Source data
- - -
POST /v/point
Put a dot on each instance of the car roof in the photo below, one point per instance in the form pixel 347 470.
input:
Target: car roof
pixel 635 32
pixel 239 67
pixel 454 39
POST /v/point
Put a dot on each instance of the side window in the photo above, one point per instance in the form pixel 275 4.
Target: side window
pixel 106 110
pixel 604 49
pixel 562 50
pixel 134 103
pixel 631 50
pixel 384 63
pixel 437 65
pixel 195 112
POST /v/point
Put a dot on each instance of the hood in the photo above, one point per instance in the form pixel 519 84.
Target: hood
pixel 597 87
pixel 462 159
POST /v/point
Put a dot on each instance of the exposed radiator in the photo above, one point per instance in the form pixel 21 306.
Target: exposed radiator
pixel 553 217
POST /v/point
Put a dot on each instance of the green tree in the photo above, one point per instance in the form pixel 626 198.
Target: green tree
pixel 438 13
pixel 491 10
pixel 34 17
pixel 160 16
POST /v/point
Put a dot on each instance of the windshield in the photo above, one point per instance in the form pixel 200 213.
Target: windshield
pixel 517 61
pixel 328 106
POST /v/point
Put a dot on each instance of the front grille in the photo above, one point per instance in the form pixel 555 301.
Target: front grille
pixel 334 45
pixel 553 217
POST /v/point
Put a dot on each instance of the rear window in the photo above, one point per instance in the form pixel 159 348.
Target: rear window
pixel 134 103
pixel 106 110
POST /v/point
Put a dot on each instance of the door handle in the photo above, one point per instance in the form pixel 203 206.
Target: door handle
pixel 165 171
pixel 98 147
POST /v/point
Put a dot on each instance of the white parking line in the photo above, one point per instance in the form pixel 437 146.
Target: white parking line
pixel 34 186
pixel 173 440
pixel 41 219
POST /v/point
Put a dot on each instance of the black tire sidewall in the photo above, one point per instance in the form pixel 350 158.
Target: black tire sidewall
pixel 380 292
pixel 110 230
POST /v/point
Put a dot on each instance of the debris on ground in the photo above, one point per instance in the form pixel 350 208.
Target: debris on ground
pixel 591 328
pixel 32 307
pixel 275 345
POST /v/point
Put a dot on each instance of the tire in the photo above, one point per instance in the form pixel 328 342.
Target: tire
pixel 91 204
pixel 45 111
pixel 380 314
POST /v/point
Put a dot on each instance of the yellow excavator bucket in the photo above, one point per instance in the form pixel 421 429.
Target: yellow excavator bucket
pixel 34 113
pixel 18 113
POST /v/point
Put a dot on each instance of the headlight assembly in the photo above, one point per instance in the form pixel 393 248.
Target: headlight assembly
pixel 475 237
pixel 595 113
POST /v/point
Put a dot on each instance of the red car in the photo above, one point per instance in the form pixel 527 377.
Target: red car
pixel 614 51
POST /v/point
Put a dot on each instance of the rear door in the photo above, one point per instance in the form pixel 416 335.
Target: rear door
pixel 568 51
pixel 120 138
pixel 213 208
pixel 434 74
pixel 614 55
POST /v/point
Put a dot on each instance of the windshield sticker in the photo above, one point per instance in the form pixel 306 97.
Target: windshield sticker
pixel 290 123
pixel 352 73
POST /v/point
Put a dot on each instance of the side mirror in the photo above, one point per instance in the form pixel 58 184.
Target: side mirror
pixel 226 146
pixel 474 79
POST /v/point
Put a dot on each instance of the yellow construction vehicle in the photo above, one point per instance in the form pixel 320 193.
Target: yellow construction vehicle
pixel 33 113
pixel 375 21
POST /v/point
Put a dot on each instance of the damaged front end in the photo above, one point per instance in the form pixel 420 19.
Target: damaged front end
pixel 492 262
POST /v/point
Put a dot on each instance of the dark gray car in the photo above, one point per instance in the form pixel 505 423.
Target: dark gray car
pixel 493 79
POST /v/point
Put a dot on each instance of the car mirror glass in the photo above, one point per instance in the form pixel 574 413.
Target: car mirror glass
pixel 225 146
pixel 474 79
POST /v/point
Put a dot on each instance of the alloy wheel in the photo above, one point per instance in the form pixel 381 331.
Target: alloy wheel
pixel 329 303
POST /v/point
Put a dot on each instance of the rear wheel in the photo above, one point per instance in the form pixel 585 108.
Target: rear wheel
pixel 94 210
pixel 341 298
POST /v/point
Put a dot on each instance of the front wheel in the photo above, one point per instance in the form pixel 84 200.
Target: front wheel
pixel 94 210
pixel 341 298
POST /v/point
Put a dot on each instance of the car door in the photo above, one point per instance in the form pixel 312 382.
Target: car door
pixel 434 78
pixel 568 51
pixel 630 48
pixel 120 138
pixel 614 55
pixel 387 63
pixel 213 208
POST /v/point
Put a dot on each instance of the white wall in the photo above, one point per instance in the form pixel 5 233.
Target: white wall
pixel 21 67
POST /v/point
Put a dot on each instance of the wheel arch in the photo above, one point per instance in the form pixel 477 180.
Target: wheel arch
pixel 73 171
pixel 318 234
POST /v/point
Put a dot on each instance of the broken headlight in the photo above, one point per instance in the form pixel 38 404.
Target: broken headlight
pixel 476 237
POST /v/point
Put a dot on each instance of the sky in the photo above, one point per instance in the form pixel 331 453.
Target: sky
- - -
# TASK TO COMPLETE
Please gather every line in the data above that contains the word "windshield". Matching is case-sensitive.

# RESULT BELOW
Put a dot on each instance of the windshield in the photo above, one point per instance in the form pixel 200 213.
Target: windshield
Put a dot on each instance of the windshield sticker in the photo above, one point per instance in the form pixel 306 97.
Target: windshield sticker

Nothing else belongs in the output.